Tasks for this exercise:
1. In the article about The Blood We Share documentary:
(a) Which broadcaster is behind The Blood We Share?
(b) In what month did Stefan and Pita donate blood for the film project?
(c) How old were Claude and Ngawaka when they signed up?
2. Carry on the article about The Blood We Share documentary from the point where it stops.

Text block:
The Blood We Share Runs Deep


Stefan Tarr and Pita Pirihi had never met each other, yet they were bonded by blood.

The deeply moving stories of these men – Stefan, Pakeha, and Pita, Maori – are told in a new documentary project, The Blood We Share, from Maori Television.

Pita’s great uncle, Ngawaka Pirihi, was one of the first Maori to enlist for service in the medical corps and both men’s great grandfathers fought in the Battle of the Somme, widely regarded as one of the bloodiest battles of WW1.

“I can only imagine what my uncle went through. He went into his shell when he came home from the war and [doctors] were still taking shrapnel out of his limbs well into his fifties,” says Pita.

In early April Stefan and Pita both donated blood for the film project. They also spent three days together talking about their descendant’s experiences and the impact the war had on them and their families. Inspired by this, a unique artwork of the ANZAC poppy was painted for Maori Television’s innovative campaign.

Stefan's great grandfather, Reginald John Claude Jellie was a sergeant in the New Zealand Army, serving from February 1916 – 1919. Ngawaka took a different path, serving five years with the Main NZ Expeditionary Force in the 1st Field Ambulance with the NZ Medical Corps.

However, there were parallels. Both Claude and Ngawaka signed up at just 20 years old, left New Zealand for war at the same time, and suffered shrapnel wounds.

“Our families’ bonds are similar. Ngawaka and Claude both had the core values to fight, they were on the same page, they stood up for their country,” says Stefan, who has always had a deep respect for his grandfather.

Material provided:

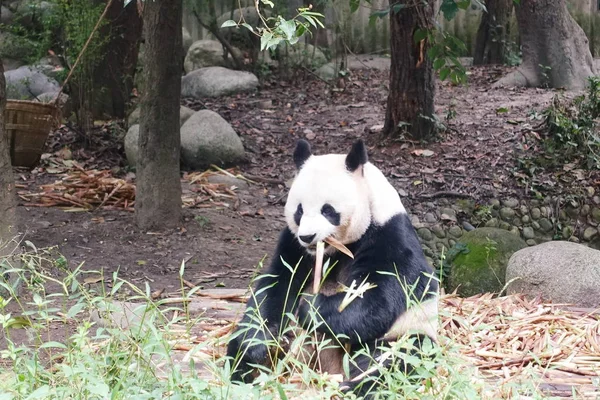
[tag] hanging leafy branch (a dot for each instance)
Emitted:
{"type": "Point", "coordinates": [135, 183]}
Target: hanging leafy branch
{"type": "Point", "coordinates": [277, 29]}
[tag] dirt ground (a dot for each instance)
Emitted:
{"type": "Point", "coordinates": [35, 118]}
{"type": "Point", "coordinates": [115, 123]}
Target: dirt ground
{"type": "Point", "coordinates": [475, 157]}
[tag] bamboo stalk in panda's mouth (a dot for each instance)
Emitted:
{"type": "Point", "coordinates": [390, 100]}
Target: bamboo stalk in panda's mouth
{"type": "Point", "coordinates": [321, 254]}
{"type": "Point", "coordinates": [318, 266]}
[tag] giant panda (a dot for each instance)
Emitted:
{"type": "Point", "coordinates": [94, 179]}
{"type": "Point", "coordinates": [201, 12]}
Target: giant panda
{"type": "Point", "coordinates": [348, 198]}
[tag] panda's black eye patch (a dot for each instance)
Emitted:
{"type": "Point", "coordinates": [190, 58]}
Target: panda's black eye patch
{"type": "Point", "coordinates": [298, 214]}
{"type": "Point", "coordinates": [331, 214]}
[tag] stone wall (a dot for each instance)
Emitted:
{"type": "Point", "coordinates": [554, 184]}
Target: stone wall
{"type": "Point", "coordinates": [536, 221]}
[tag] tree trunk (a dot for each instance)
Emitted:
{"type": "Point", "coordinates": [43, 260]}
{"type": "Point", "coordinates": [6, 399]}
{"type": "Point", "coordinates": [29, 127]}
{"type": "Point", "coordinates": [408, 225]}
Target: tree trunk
{"type": "Point", "coordinates": [158, 195]}
{"type": "Point", "coordinates": [113, 77]}
{"type": "Point", "coordinates": [8, 208]}
{"type": "Point", "coordinates": [410, 105]}
{"type": "Point", "coordinates": [555, 49]}
{"type": "Point", "coordinates": [492, 35]}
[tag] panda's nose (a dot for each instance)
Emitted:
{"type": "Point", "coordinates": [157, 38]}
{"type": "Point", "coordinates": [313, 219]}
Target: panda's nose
{"type": "Point", "coordinates": [307, 238]}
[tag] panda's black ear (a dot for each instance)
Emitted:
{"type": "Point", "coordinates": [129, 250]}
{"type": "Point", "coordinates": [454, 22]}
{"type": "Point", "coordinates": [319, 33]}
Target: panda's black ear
{"type": "Point", "coordinates": [301, 153]}
{"type": "Point", "coordinates": [357, 156]}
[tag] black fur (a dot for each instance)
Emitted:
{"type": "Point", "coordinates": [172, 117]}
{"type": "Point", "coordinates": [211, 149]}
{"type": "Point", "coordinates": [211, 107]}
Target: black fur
{"type": "Point", "coordinates": [357, 156]}
{"type": "Point", "coordinates": [301, 153]}
{"type": "Point", "coordinates": [393, 247]}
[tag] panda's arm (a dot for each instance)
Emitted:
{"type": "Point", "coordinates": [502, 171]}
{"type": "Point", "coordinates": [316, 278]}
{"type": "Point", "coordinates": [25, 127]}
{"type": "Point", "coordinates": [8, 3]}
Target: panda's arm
{"type": "Point", "coordinates": [275, 294]}
{"type": "Point", "coordinates": [277, 291]}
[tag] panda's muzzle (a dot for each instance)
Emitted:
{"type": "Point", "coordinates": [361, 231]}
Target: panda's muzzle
{"type": "Point", "coordinates": [307, 239]}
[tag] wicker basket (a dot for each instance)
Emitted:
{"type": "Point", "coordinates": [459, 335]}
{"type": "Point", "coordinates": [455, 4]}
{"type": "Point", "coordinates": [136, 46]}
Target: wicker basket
{"type": "Point", "coordinates": [28, 124]}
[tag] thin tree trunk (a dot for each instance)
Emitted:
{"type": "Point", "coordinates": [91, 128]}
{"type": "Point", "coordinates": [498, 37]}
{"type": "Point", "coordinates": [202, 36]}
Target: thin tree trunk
{"type": "Point", "coordinates": [492, 35]}
{"type": "Point", "coordinates": [556, 52]}
{"type": "Point", "coordinates": [158, 195]}
{"type": "Point", "coordinates": [113, 77]}
{"type": "Point", "coordinates": [8, 208]}
{"type": "Point", "coordinates": [410, 105]}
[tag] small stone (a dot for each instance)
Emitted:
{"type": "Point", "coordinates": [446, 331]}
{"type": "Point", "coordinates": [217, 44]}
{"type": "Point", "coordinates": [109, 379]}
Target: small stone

Written answers:
1.
(a) Maori Television
(b) April (early April)
(c) 20 years old

2.
Filming The Blood We Share and learning more of his great grandfather’s story was a hugely emotional experience for Stefan, who had previously visited the Somme and the memorial in the village of St Fleurs, which Claude helped to liberate.

“I wasn’t aware he fought at Passchendaele too and meeting Pita was huge for me. Our ancestors were in the same area, doing the same thing – that in itself is pretty moving.”

Pita agrees saying finding out more about his tupuna has had a profound effect on him.

“It has changed me dramatically. To be able to stand at the dawn service this year, hold my head up high and feel the pride and mana knowing my uncle was one of the first Maori to enlist, ANZAC Day means a lot more to me now.”

Speaking about The Blood We Share, Ian Howard, head of marketing and brand at Maori Television, says the aim is to highlight the importance of the ANZAC tradition and acknowledge the huge sacrifice the soldiers made during WW1.

“We wanted to bring two everyday people together – one Maori, one Pakeha – to share their family’s very personal memories of the war and put the blood we shared as a nation at the forefront.”